● **Directions**: Report each line below that contains the word "hard". Letter case counts.

..............................

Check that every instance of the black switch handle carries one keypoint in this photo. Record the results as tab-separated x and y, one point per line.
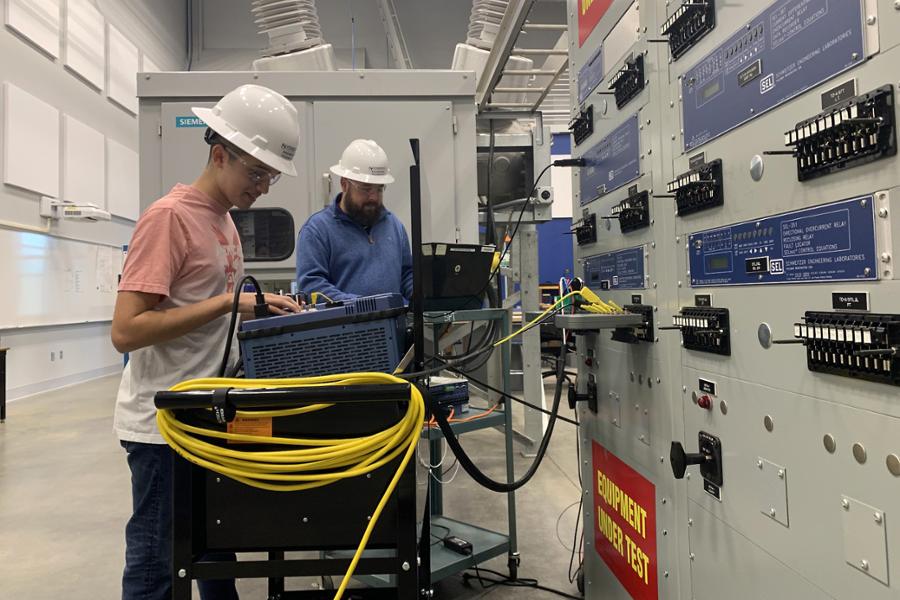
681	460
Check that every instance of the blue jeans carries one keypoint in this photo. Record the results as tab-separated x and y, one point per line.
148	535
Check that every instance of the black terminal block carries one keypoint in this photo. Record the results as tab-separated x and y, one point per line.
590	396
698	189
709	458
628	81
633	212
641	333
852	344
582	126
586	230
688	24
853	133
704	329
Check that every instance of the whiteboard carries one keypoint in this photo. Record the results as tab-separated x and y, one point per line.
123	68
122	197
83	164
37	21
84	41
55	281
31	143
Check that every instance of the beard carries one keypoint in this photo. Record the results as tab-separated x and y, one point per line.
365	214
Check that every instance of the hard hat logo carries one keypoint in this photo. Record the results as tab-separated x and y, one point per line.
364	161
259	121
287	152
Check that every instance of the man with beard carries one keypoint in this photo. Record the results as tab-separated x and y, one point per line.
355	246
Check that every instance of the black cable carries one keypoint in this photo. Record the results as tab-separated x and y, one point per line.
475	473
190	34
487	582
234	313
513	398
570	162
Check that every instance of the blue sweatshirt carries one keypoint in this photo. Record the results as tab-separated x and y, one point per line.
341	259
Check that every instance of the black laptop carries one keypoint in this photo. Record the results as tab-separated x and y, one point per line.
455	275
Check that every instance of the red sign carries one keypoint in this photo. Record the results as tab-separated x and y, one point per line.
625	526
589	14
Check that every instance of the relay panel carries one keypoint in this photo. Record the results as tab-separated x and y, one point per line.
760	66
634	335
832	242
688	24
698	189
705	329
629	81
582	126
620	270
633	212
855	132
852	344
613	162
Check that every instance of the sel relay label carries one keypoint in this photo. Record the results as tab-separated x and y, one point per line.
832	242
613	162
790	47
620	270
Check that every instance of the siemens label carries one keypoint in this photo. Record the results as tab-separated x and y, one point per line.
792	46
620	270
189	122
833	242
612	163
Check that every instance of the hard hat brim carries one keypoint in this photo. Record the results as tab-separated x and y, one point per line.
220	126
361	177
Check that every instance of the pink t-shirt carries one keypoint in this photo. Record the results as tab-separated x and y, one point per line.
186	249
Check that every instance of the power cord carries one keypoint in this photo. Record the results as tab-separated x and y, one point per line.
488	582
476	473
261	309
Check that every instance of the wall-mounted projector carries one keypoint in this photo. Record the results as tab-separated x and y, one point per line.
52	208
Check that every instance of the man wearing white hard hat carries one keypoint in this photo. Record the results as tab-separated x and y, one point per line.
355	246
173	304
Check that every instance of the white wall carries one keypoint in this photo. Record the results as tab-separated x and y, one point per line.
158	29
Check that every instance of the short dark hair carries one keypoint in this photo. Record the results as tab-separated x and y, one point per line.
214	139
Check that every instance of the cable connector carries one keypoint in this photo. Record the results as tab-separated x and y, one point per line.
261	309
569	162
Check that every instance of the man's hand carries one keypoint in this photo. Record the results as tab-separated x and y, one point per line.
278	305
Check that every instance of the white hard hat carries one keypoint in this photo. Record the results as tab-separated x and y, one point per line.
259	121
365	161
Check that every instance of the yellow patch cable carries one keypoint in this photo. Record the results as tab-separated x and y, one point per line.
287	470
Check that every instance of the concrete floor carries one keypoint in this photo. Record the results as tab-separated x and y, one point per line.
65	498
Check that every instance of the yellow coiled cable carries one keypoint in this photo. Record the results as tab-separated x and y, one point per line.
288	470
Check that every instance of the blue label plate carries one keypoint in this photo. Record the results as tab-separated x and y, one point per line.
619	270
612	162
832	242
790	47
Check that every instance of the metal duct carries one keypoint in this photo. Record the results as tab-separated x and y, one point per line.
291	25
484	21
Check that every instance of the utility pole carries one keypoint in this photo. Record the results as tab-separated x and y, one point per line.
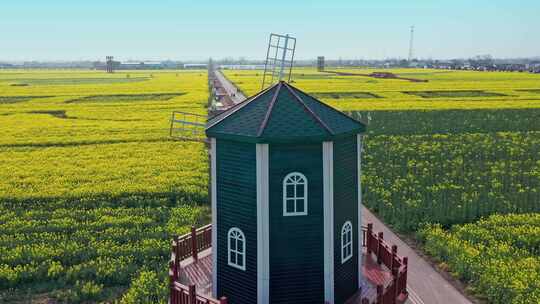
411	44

..............................

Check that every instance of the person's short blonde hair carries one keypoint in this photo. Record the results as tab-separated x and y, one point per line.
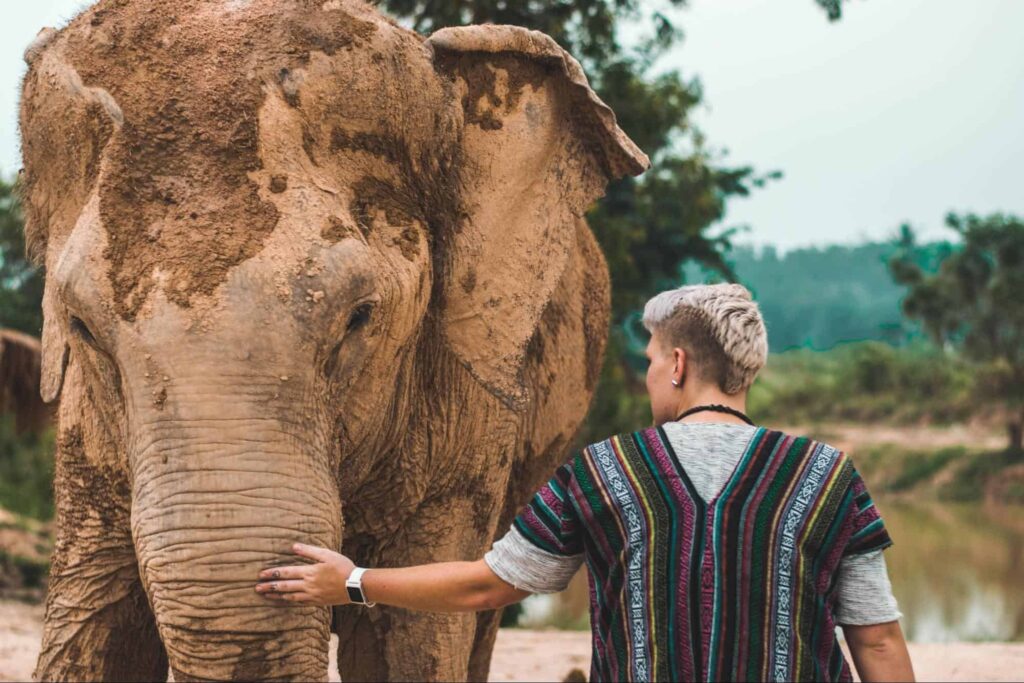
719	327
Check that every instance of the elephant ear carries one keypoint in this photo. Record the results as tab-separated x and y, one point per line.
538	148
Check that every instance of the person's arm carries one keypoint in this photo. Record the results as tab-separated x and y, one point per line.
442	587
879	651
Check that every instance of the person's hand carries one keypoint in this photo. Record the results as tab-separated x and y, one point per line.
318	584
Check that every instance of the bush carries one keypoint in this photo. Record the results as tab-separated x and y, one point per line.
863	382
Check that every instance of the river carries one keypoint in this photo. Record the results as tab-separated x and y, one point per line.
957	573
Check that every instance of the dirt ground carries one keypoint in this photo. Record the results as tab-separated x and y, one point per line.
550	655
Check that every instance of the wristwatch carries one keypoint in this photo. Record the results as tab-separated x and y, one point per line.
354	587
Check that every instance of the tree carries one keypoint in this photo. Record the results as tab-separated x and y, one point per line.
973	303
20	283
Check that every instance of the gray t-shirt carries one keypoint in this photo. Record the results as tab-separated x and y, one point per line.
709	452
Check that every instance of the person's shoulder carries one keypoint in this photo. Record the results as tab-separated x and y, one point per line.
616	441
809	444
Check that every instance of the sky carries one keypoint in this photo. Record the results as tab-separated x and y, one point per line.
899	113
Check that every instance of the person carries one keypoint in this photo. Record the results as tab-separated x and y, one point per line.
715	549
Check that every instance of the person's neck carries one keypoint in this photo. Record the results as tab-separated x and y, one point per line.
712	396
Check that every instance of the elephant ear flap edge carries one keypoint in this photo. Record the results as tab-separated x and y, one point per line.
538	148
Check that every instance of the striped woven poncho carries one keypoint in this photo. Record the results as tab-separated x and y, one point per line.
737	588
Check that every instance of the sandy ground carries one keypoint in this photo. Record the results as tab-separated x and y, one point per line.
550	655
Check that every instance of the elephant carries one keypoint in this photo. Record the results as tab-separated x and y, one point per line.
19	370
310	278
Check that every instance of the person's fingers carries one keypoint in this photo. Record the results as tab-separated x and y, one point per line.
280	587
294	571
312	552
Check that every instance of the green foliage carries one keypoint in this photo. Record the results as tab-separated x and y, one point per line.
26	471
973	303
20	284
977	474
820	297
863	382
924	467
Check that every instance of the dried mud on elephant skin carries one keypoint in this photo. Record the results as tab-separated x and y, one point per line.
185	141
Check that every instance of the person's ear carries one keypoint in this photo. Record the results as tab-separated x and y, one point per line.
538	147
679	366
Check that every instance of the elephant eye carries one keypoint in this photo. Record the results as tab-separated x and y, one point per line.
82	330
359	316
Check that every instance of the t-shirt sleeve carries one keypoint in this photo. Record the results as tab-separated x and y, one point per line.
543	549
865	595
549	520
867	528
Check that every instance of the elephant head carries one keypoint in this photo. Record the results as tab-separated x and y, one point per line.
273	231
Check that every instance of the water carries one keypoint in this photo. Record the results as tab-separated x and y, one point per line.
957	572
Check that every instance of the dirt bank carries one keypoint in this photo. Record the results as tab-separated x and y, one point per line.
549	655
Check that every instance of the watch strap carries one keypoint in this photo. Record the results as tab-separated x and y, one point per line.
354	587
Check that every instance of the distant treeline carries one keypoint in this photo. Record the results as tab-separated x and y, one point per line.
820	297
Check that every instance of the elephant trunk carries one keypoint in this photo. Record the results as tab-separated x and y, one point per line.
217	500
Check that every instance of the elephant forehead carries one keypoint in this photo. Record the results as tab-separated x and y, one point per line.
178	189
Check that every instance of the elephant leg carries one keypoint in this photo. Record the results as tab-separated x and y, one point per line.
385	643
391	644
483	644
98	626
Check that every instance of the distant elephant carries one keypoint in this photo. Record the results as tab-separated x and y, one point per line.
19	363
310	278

..............................

● **The reply**:
Check that every instance of the hard hat logo carries one keypoint in this photo. Record the results as tab-separated x and y, one point per line.
Check that every instance of the hard hat brim carries one keypoint in this photo. Record the results as tab-separated x and y, one point per line.
Check that every instance of the man wearing white hard hat carries one keypoint in this photo. Record the results as tab-separated x and y, one point per line.
Check that every instance of the white hard hat carries one keypoint in this photo. Record the results as tab-separated x and y, one point per line.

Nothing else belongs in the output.